▸ ESTRATTO DELLA PAGINA:
Se dovessimo proprio parlare del COME vorremmo vedere il gioco, anzitutto bisognerebbe trovare un arco storico-temporale nel quale ambientarlo, e di casi inesplorati ve ne sono molti. Le due guerre mondiali sono state trattate più e più volte, dunque sarebbe meglio accantonarle e avvicinarsi maggiormente alla contemporaneità. Eventi come la crisi di Zanzibar o la caccia al terrorismo in Medio Oriente sono scenari di guerra visti veramente pochissimo in gioco, e la vicinanza temporale con i giorni nostri darebbe anche agli sviluppatori la libertà di selezionare l’equipaggiamento tecnologico da inserire, e magari “metterci mano”. Scelto il periodo, bisognerebbe poi trovare il genere. Sicuramente Call of Duty non può non essere uno Sparatutto in Prima Persona, ma ancor di più deve riacquisire un titolo, il gioco “di Guerra” per eccellenza. Oltre ad una campagna per giocatore singolo ben strutturata, stavolta è necessario mettere mano al comparto multigiocatore. Sapete qual era una critica da sempre mossa al titolo? Quella che in realtà non si percepiva la vera sensazione di essere in guerra, ma più quella di uno spara-spara. Ora arriva il momento di entrare a gamba tesa, con degli scontri tra fazioni che si combattano un obiettivo in una modalità simile a Dominio, un Deatmatch a squadre o il trasporto di un carico… ma in GRANDE.

▸ DOMANDE DA SVOLGERE:
**A.** Riscrivi come elenco puntato più breve il paragrafo dell'estratto che comincia con «Se dovessimo proprio parlare», conservandone i fatti principali.
**B.** Quali eventi cita l'estratto come scenari di guerra visti pochissimo nei giochi?
**C.** Spiega perché, secondo l'estratto, sarebbe meglio accantonare le due guerre mondiali come ambientazione.

▸ DATI FORNITI:

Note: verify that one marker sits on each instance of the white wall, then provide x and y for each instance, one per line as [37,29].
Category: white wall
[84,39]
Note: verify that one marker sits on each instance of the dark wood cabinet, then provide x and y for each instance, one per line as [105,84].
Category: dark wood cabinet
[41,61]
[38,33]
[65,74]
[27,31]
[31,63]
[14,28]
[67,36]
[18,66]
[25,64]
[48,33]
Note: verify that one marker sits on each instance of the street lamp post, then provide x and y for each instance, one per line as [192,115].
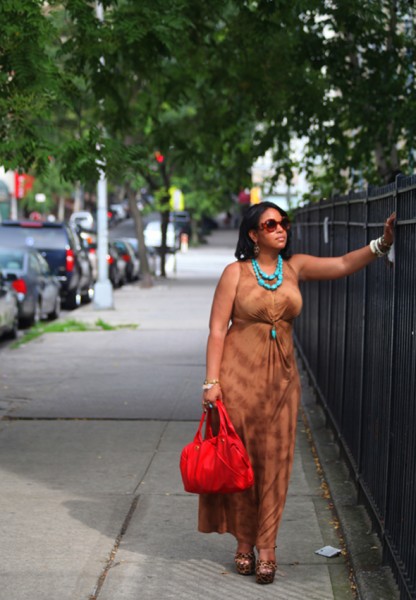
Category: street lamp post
[103,291]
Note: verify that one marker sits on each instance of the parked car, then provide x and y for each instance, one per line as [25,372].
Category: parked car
[63,250]
[37,289]
[116,266]
[129,256]
[89,240]
[9,311]
[153,237]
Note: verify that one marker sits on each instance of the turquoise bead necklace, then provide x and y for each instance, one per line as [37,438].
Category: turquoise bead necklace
[263,277]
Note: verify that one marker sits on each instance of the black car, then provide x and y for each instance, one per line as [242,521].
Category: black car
[37,289]
[63,250]
[9,312]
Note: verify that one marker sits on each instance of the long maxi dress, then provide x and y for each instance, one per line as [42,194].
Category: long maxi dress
[261,391]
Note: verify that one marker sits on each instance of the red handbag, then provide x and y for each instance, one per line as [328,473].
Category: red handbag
[217,464]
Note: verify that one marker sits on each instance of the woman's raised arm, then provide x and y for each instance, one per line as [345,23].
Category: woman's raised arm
[312,268]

▸ LE TUE RISPOSTE:
**A.**
- Ambientare il gioco in un periodo poco esplorato, più vicino ai giorni nostri, come la crisi di Zanzibar o la caccia al terrorismo in Medio Oriente. Le due guerre mondiali andrebbero lasciate da parte perché già trattate molte volte.
- La vicinanza temporale darebbe agli sviluppatori libertà nella scelta dell'equipaggiamento tecnologico.
- Mantenere il genere sparatutto in prima persona e riconquistare il titolo di gioco "di guerra" per eccellenza.
- Affiancare a una campagna per giocatore singolo ben strutturata un multigiocatore rinnovato. Al titolo si è sempre criticato di dare la sensazione di uno spara-spara più che di una vera guerra.
- Proporre scontri in grande tra fazioni per un obiettivo, con modalità simili a Dominio, a squadre o di trasporto di un carico.

**B.** La crisi di Zanzibar e la caccia al terrorismo in Medio Oriente.

**C.** Le due guerre mondiali sono già state trattate più e più volte, quindi conviene avvicinarsi alla contemporaneità. Un periodo vicino ai giorni nostri darebbe inoltre agli sviluppatori la libertà di scegliere l'equipaggiamento tecnologico da inserire.